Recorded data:
▬▬▬▬▬▬
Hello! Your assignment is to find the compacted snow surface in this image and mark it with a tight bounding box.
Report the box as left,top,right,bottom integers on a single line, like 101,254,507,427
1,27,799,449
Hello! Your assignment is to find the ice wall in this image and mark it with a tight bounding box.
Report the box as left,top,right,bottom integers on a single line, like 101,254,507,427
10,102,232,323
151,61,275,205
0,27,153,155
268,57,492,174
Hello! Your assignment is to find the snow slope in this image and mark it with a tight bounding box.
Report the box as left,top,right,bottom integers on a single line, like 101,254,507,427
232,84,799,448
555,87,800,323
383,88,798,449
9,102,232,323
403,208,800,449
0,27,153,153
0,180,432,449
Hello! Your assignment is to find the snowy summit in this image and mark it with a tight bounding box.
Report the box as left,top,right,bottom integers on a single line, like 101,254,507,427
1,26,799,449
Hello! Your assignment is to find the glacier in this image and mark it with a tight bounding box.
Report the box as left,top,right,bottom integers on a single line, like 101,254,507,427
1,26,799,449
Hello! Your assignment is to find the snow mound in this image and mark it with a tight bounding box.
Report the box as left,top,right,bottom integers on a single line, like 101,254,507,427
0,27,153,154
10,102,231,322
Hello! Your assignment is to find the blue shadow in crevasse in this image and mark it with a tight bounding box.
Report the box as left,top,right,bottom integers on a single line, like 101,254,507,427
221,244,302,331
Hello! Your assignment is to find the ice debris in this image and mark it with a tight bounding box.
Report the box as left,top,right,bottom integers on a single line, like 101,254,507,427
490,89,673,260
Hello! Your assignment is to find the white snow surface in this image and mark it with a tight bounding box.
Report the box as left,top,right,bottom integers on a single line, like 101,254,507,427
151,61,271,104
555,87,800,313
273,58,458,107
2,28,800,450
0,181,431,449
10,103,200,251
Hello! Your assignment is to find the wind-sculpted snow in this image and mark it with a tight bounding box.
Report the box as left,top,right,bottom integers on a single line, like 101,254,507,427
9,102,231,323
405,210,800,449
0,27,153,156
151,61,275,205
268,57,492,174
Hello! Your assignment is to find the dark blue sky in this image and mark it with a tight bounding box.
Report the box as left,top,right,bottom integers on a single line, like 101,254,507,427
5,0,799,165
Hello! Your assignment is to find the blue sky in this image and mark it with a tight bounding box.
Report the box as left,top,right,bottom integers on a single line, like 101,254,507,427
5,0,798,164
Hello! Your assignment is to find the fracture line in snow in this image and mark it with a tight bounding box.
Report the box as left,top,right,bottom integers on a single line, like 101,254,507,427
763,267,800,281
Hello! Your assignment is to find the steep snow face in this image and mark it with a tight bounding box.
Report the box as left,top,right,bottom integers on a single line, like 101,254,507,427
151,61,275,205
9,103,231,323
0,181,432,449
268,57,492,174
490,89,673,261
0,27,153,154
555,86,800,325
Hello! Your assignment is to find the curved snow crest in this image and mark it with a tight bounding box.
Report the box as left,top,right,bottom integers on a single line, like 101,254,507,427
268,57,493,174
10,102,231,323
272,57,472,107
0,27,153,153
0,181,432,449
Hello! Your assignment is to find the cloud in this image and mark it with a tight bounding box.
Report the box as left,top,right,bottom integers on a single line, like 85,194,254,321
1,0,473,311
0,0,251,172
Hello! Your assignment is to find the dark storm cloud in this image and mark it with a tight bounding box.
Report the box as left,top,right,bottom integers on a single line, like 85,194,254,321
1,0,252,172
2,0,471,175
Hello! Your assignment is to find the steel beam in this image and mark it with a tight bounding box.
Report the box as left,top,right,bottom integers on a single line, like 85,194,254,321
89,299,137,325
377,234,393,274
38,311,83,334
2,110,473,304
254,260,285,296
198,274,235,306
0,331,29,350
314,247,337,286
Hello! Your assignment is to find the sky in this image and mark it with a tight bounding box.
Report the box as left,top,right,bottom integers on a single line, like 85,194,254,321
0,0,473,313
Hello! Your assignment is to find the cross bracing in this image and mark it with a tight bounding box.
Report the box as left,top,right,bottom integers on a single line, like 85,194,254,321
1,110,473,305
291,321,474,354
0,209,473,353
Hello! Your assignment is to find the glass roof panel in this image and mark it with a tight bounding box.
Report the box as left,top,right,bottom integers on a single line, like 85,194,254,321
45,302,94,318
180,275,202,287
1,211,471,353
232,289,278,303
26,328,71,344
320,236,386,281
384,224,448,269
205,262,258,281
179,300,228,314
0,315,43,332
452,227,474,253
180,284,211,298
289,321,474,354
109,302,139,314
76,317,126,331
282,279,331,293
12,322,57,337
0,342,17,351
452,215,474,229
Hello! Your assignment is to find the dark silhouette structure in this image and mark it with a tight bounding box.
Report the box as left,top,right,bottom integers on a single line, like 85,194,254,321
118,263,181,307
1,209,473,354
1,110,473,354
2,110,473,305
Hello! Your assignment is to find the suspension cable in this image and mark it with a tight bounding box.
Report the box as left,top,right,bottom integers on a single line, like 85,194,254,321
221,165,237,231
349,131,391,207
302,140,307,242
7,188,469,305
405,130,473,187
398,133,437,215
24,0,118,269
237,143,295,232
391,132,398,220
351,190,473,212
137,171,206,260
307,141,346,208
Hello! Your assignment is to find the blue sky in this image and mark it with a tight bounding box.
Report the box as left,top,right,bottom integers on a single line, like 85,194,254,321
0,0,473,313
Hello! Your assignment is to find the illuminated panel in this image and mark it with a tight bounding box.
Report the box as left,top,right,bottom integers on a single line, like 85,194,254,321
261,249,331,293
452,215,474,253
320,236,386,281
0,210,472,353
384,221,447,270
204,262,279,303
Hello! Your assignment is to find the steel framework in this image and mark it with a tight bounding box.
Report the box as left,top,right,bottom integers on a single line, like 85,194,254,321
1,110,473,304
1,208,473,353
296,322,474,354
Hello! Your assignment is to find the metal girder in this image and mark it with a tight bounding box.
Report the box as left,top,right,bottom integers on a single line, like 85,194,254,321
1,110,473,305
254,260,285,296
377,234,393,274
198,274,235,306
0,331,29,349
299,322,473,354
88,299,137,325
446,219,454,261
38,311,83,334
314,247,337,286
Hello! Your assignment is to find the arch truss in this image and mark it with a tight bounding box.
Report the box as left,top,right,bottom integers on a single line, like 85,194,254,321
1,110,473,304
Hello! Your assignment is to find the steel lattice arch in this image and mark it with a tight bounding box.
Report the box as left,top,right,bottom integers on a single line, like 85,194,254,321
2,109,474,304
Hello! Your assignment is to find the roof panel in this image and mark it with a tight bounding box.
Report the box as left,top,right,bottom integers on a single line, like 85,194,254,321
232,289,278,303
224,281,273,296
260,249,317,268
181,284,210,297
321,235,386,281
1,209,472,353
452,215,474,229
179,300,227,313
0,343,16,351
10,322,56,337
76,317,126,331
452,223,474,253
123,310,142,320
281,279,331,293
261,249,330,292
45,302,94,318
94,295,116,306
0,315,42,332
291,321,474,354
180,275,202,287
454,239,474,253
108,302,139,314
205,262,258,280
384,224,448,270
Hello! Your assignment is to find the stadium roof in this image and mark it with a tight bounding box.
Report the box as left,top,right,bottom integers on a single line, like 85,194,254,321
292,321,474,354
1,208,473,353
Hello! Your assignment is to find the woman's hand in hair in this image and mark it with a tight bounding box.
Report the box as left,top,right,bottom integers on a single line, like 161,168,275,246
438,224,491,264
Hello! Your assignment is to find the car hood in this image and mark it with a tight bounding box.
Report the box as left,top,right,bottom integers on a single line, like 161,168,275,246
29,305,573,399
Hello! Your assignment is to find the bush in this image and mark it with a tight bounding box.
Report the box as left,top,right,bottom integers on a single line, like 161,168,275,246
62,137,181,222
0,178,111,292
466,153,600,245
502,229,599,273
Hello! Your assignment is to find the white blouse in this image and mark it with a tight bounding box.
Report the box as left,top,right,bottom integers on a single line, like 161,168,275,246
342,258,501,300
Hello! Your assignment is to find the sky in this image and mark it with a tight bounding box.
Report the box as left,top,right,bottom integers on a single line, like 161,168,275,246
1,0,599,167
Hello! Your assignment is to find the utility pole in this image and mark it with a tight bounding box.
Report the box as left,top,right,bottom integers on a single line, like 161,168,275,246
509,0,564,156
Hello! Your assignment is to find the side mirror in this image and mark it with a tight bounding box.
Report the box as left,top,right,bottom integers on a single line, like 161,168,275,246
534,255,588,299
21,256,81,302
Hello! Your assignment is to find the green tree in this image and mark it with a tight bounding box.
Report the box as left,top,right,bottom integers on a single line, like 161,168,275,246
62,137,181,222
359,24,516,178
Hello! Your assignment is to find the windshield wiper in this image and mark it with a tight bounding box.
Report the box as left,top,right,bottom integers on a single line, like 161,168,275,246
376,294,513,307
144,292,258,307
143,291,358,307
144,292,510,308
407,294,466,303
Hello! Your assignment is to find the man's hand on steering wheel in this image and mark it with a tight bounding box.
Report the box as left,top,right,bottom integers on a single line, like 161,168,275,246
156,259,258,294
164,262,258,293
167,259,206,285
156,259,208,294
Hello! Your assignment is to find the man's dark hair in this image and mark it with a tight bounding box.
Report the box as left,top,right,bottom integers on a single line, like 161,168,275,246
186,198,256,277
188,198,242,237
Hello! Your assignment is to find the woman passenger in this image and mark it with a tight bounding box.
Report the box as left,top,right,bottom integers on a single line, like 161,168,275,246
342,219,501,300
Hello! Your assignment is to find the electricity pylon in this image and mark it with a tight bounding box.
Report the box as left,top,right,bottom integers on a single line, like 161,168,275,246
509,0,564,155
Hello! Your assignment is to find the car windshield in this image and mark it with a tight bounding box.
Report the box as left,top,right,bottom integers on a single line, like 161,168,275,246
▬▬▬▬▬▬
What is needed - Answer with one number, namely how many lines in the records contain the string "arch".

Response box - 2